(Data drawn from a collection)
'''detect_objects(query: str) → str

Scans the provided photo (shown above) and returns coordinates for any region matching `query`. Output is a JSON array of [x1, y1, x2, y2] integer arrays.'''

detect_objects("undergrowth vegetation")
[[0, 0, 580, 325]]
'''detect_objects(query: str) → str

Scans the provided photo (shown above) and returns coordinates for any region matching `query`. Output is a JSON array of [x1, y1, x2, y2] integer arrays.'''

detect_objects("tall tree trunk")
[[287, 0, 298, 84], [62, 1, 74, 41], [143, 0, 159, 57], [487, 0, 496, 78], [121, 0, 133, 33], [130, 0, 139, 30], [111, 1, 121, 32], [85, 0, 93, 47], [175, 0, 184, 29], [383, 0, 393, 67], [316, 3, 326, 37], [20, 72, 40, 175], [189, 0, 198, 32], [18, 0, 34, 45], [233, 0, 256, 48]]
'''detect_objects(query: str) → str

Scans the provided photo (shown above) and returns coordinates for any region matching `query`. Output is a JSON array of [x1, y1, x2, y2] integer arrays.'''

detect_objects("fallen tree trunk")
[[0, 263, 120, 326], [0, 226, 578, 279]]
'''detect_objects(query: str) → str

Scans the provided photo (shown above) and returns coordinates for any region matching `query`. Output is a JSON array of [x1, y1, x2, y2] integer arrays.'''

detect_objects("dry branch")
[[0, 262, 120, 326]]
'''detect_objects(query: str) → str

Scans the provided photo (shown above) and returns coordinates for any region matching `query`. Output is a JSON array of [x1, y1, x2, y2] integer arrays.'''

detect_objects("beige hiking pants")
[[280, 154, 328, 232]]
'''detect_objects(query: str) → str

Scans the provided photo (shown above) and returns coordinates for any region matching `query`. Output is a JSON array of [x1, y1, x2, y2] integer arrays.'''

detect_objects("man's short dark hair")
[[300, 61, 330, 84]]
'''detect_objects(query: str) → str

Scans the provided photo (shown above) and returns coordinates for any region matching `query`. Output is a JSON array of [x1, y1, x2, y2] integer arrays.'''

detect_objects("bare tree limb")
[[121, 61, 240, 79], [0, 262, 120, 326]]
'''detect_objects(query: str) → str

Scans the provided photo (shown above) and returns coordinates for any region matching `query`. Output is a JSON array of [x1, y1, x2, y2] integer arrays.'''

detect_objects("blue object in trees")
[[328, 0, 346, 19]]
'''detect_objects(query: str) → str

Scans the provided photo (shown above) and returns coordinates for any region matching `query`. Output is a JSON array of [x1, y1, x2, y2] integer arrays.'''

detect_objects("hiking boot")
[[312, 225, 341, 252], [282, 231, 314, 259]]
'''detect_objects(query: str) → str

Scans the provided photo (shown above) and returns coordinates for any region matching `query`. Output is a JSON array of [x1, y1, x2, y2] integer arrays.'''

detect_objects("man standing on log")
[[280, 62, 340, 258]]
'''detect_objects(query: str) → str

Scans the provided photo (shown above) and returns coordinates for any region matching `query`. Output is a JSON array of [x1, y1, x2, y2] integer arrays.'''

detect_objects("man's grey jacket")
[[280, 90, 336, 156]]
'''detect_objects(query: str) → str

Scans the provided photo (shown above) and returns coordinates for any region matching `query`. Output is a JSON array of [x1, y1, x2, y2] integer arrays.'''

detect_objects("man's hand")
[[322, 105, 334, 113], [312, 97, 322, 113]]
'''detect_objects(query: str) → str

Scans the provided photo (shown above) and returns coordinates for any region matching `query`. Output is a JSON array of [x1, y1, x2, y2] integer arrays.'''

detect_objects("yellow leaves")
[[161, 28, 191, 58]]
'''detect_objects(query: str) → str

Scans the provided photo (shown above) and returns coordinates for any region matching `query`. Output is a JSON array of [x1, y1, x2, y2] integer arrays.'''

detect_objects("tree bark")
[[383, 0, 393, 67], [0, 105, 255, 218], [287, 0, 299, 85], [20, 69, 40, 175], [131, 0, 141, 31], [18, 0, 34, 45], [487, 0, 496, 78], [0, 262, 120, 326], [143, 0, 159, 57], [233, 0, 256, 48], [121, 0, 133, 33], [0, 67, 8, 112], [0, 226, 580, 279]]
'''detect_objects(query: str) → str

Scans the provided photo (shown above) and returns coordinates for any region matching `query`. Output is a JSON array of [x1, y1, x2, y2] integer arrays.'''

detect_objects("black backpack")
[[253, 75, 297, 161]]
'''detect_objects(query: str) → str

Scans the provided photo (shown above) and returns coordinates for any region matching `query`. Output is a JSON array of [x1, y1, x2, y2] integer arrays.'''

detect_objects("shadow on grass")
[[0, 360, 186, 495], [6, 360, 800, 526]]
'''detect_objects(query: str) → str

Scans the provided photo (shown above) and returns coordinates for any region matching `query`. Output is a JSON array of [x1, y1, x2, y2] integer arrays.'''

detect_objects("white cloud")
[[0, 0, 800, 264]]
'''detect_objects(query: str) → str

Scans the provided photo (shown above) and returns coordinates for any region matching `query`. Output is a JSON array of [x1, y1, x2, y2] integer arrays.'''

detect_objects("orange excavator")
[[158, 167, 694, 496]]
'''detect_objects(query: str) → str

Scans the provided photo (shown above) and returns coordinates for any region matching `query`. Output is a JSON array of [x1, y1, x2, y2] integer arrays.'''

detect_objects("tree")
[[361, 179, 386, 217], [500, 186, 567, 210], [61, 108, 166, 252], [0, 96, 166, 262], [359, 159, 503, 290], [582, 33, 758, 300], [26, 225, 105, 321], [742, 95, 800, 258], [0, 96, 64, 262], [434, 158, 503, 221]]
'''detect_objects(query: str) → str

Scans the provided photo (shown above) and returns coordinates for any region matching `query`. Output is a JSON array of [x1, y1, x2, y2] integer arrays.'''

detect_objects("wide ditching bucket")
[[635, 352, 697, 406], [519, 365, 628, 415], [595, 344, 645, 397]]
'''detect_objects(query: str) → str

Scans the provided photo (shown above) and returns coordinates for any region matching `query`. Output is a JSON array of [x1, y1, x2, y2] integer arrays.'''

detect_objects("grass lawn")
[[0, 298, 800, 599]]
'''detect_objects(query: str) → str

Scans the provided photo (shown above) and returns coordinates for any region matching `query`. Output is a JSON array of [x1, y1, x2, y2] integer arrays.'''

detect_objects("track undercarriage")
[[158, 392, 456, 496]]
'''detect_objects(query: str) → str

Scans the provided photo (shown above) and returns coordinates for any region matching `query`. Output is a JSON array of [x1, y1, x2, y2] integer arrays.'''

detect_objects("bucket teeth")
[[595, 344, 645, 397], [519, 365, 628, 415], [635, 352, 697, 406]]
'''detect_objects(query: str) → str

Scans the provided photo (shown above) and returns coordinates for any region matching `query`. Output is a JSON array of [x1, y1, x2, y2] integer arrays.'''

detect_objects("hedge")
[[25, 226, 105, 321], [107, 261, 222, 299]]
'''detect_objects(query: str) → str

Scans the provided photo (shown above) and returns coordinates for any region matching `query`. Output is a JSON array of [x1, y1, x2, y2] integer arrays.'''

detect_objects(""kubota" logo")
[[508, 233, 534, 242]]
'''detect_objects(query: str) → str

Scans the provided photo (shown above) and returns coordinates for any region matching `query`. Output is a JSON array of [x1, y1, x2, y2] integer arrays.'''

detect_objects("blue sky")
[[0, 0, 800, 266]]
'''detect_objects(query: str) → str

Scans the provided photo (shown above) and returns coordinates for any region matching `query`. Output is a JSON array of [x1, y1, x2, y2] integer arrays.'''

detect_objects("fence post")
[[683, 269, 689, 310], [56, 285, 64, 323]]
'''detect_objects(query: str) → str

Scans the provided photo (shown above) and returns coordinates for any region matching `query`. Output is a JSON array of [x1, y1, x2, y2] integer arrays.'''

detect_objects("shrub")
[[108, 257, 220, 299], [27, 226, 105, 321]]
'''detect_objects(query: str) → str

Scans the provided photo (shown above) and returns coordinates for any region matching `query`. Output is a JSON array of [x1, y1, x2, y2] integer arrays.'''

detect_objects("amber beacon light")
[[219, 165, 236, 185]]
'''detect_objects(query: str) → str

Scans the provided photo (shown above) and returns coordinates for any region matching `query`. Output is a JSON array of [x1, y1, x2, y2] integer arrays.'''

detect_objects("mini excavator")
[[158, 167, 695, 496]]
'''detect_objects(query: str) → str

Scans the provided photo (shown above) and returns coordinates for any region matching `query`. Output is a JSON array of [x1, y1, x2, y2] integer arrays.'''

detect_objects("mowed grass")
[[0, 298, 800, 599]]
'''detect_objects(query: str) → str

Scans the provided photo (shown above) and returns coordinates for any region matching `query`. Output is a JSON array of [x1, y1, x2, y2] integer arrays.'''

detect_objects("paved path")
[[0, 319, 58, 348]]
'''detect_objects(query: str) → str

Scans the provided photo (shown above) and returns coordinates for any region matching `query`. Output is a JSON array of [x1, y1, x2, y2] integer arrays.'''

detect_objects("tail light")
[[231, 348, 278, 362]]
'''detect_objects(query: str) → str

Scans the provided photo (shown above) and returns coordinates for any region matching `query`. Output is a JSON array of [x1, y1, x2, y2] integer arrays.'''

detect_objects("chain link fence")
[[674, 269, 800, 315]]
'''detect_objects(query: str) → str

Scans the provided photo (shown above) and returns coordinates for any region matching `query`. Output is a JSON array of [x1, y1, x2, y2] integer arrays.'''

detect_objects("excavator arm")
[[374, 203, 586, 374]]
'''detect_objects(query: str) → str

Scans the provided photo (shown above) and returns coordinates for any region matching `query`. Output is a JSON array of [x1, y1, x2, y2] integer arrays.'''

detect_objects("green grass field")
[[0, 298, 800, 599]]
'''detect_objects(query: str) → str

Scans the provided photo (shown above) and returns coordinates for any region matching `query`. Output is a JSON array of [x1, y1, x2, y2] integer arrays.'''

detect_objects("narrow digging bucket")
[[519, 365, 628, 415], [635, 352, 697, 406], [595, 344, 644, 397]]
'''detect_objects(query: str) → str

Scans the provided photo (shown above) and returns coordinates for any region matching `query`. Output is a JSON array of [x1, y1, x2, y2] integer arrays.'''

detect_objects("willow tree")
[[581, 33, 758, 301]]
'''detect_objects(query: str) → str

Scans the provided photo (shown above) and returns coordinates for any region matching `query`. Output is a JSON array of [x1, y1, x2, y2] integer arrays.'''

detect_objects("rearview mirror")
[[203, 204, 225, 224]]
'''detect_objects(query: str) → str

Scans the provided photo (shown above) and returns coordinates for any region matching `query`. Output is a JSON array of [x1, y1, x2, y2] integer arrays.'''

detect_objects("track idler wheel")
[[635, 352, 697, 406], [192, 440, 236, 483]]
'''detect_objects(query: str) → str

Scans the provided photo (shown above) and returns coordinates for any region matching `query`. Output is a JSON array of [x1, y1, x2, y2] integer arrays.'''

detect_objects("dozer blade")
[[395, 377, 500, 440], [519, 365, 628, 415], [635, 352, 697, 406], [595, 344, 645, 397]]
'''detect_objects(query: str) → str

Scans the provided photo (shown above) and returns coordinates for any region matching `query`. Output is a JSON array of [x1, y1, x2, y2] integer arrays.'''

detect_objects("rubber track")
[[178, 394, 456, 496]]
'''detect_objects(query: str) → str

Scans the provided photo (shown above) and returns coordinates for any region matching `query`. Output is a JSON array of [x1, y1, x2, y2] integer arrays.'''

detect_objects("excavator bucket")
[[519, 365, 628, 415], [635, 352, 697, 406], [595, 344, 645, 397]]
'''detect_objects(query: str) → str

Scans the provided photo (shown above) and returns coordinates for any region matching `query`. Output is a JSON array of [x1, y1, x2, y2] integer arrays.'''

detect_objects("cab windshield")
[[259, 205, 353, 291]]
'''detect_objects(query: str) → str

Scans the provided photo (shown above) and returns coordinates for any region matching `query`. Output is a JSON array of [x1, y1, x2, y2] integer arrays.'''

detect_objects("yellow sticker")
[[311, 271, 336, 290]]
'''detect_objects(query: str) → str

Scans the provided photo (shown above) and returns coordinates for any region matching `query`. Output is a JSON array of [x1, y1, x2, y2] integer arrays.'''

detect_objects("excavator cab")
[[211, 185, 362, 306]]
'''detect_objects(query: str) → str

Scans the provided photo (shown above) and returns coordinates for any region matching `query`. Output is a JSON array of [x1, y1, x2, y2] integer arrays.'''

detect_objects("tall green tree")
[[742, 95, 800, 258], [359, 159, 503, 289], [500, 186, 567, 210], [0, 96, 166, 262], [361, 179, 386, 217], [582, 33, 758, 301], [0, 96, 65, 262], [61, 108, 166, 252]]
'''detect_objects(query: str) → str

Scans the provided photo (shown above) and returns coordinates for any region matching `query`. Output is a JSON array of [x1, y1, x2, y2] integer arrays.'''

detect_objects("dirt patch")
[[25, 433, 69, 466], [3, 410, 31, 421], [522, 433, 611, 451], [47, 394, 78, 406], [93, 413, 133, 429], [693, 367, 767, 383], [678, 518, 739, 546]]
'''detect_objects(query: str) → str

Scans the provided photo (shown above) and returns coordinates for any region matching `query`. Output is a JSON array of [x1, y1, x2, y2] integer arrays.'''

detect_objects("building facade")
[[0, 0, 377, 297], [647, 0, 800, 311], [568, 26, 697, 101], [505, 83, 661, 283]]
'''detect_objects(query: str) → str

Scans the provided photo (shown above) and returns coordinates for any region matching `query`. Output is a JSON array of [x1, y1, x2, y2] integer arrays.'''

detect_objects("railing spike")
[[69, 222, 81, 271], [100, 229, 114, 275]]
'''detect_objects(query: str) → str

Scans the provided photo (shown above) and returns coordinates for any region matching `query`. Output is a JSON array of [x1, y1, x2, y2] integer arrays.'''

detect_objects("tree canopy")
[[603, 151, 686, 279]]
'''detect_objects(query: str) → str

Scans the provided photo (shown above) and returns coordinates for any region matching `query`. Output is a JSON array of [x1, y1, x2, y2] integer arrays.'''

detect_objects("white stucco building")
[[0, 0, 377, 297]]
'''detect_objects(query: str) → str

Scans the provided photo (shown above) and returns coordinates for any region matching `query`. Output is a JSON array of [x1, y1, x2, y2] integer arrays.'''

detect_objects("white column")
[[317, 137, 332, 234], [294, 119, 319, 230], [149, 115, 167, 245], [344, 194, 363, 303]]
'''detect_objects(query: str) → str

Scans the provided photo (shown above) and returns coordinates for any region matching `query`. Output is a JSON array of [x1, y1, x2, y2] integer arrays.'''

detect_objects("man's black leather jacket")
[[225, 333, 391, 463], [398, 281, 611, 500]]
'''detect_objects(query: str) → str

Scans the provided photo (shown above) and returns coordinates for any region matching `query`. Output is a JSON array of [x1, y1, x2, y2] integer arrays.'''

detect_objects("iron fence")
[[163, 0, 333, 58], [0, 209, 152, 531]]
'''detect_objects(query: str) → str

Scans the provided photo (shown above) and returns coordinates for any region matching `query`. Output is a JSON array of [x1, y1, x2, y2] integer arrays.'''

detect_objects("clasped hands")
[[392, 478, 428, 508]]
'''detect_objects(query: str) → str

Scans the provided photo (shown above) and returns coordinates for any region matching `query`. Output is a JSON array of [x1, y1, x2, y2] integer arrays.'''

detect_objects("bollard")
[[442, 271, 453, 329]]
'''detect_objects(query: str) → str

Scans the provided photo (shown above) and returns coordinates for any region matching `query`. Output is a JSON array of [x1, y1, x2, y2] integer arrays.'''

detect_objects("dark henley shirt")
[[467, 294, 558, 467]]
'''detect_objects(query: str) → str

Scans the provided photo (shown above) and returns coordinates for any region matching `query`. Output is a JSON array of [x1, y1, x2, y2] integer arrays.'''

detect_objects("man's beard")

Request:
Rewrite the stretch of the records from the start through the line containing "[[0, 0, 580, 325]]" as a numbered list, omitting blank lines.

Complete response:
1. '''detect_objects(query: str) → str
2. Scans the provided photo (shown above) and returns coordinates for any region matching `query`. Output is a JSON array of [x1, y1, x2, y2] integer arrays.'''
3. detect_objects("undergrowth vegetation")
4. [[0, 0, 580, 325]]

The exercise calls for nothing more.